▶ **Tasks to perform**:
(a) According to the post about teaching English abroad, what is usually the best tool for negotiation?
(b) Rewrite the part of the post about teaching English abroad starting at "- Will an in-class course give" and ending at "outweighs any certificate.", with "credential" in place of "certificate".

## START Provided passage

How hard is it to get a job teaching English abroad? Well, it depends on you and where you want to teach.
In this post I'll cover a few factors that can determine how hard getting a job teaching abroad actually is.
I can only speak from experience so I will be focusing more on teaching in East Asia: China, Korea, Japan and Taiwan.
For starters lets focus on the basics...
Are you qualified and/or experienced?
The requirements to teach in Asia are that you need a 4 year degree and to be a native speaker to get a legal working visa "most of the time".
Now other than that some schools may prefer experience, TEFL certification, related degrees, teaching licenses, master's degrees, etc.
Teaching licenses are often a good qualification to have and can enable you to teach in some schools where others can't.
Now if you have the basic requirements then you can get a job somewhere because some schools hire teachers without experience.
Most people only teach abroad for a year or so which means that there is a lot of turnover especially with entry level jobs.
Questions about TEFL certificates...
- Will an in-class course be considered "experience"? No.
- Will an in-class course give me an advantage over someone with an online course? It probably won't make a difference.
- Will I make more money with a certificate? It's possible somewhere, but unlikely. Experience (in terms of years) is usually the best tool for negotiation and it outweighs any certificate.

## END Provided passage
## START Records

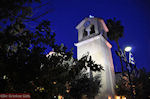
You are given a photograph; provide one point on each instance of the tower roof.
(88, 19)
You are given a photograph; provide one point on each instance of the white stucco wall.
(101, 54)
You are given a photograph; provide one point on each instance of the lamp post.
(128, 49)
(122, 55)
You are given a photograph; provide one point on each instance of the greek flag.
(131, 58)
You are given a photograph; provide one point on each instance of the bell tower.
(92, 39)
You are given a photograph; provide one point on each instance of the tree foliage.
(140, 82)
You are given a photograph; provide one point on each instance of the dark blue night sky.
(134, 15)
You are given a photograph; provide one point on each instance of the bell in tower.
(92, 39)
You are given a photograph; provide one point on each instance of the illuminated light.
(108, 44)
(90, 16)
(128, 49)
(123, 97)
(117, 97)
(104, 25)
(54, 82)
(117, 86)
(109, 97)
(67, 90)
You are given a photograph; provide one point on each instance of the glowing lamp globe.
(128, 49)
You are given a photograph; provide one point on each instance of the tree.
(24, 67)
(115, 33)
(140, 82)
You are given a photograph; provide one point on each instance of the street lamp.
(128, 48)
(122, 55)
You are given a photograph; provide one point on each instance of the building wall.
(101, 54)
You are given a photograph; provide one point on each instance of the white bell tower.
(92, 39)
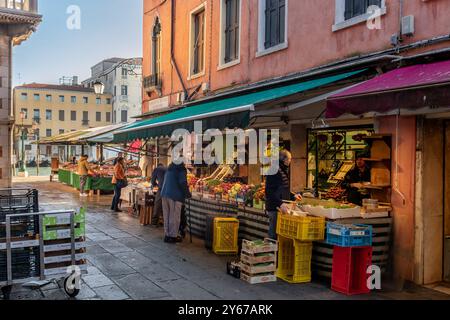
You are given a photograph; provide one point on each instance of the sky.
(106, 28)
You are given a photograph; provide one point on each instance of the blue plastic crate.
(356, 235)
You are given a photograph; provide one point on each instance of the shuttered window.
(354, 8)
(199, 42)
(232, 23)
(275, 23)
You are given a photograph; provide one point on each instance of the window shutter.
(267, 27)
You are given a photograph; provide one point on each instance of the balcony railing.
(152, 82)
(22, 5)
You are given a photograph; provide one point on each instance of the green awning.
(230, 113)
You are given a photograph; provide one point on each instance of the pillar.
(299, 140)
(5, 110)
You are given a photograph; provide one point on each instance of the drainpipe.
(400, 34)
(172, 50)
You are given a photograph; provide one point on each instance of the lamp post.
(22, 169)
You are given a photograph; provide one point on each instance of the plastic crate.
(355, 235)
(226, 232)
(294, 260)
(259, 246)
(349, 274)
(301, 228)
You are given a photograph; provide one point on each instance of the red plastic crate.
(349, 275)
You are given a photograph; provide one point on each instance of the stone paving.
(127, 261)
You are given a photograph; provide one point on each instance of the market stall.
(100, 179)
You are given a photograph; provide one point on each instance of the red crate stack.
(350, 264)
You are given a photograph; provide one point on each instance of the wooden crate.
(257, 259)
(258, 279)
(268, 247)
(257, 269)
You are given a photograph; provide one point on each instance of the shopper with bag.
(119, 181)
(83, 172)
(174, 192)
(278, 189)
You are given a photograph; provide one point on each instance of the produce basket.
(226, 232)
(301, 228)
(294, 260)
(340, 212)
(259, 246)
(355, 235)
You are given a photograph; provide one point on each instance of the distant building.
(18, 20)
(50, 110)
(123, 80)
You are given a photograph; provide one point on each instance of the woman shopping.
(119, 181)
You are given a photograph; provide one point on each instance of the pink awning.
(414, 87)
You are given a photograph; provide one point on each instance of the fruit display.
(260, 193)
(102, 171)
(336, 193)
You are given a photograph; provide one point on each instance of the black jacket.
(356, 176)
(278, 189)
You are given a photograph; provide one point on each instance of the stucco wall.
(403, 194)
(310, 37)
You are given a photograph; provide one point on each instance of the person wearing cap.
(83, 172)
(119, 181)
(355, 178)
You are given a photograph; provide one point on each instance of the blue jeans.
(273, 217)
(117, 194)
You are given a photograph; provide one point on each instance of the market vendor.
(353, 181)
(157, 182)
(278, 190)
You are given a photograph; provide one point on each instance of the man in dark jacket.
(355, 178)
(158, 181)
(278, 190)
(174, 192)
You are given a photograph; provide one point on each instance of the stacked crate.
(259, 261)
(352, 256)
(57, 238)
(24, 232)
(296, 235)
(225, 236)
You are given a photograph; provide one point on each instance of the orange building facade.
(196, 49)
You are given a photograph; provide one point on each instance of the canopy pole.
(38, 159)
(101, 153)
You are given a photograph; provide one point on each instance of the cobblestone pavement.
(127, 261)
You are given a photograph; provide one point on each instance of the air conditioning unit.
(180, 97)
(408, 25)
(205, 87)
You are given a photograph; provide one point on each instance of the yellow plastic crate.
(226, 232)
(301, 228)
(294, 260)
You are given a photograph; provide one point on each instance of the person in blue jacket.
(175, 191)
(277, 190)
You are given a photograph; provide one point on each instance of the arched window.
(156, 51)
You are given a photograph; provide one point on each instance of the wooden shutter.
(354, 8)
(199, 40)
(231, 29)
(275, 22)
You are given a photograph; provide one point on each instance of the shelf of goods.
(322, 260)
(254, 224)
(100, 180)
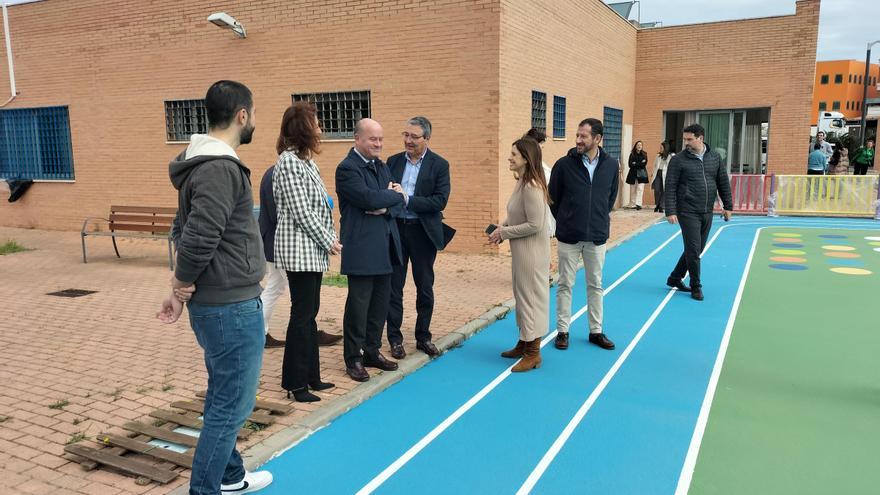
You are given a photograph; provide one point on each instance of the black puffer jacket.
(693, 184)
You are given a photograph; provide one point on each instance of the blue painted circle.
(783, 266)
(840, 262)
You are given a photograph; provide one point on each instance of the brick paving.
(73, 368)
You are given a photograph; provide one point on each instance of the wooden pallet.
(132, 454)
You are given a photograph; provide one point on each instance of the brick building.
(127, 81)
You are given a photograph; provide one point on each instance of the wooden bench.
(146, 222)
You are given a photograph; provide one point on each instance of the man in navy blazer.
(367, 199)
(424, 177)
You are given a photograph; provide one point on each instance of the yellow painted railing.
(852, 195)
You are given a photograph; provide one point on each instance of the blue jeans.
(233, 337)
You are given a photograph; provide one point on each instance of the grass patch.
(11, 247)
(335, 280)
(75, 438)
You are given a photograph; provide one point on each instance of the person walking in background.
(424, 176)
(219, 266)
(367, 200)
(304, 240)
(583, 189)
(276, 280)
(525, 227)
(661, 163)
(637, 176)
(696, 178)
(864, 158)
(839, 163)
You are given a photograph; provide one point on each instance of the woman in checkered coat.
(304, 240)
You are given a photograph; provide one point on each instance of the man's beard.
(247, 134)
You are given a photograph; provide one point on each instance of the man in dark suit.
(367, 199)
(424, 177)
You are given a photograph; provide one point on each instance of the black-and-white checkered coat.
(305, 231)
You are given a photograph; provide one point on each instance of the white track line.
(690, 462)
(563, 437)
(452, 418)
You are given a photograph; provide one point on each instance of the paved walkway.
(76, 367)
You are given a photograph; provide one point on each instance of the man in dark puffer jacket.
(695, 177)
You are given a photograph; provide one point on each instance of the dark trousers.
(365, 311)
(302, 364)
(694, 232)
(419, 250)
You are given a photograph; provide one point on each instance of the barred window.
(559, 117)
(539, 110)
(613, 122)
(35, 144)
(183, 118)
(338, 112)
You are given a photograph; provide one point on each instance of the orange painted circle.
(838, 254)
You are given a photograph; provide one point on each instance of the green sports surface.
(797, 405)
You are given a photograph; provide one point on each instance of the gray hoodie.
(218, 241)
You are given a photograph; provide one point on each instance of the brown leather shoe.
(428, 348)
(397, 351)
(357, 372)
(380, 362)
(561, 341)
(325, 339)
(516, 352)
(272, 342)
(531, 357)
(601, 340)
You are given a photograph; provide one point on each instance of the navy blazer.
(431, 192)
(370, 243)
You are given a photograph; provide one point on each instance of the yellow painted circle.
(788, 252)
(851, 271)
(834, 247)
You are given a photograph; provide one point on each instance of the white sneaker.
(251, 483)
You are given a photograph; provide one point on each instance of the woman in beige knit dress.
(526, 228)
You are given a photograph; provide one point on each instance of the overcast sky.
(845, 26)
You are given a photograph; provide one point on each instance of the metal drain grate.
(72, 293)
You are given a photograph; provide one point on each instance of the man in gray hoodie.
(219, 268)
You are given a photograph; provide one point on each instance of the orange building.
(839, 87)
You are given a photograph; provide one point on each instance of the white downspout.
(9, 57)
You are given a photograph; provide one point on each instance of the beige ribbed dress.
(526, 228)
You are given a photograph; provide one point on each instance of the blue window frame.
(612, 120)
(35, 144)
(539, 110)
(559, 117)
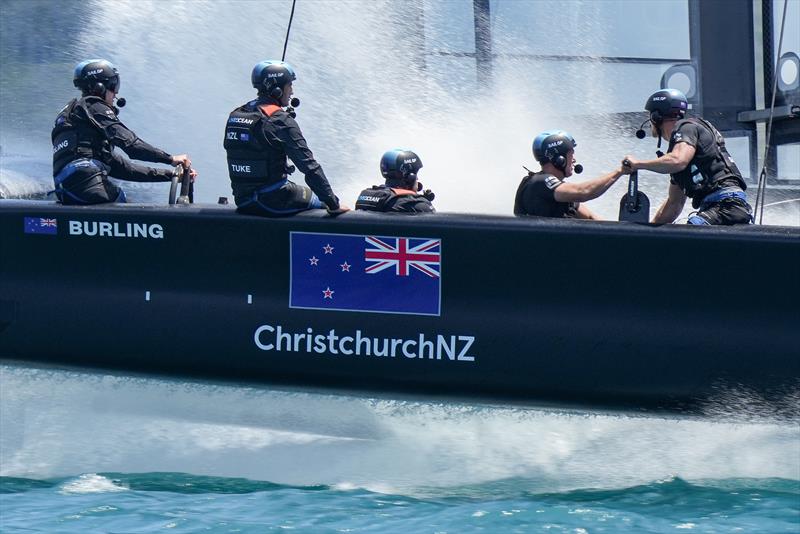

## END Records

▶ **Answer set**:
(a) Experience, in terms of years, is usually the best tool for negotiation.

(b)
- Will an in-class course give me an advantage over someone with an online course? It probably won't make a difference.
- Will I make more money with a credential? It's possible somewhere, but unlikely. Experience (in terms of years) is usually the best tool for negotiation and it outweighs any credential.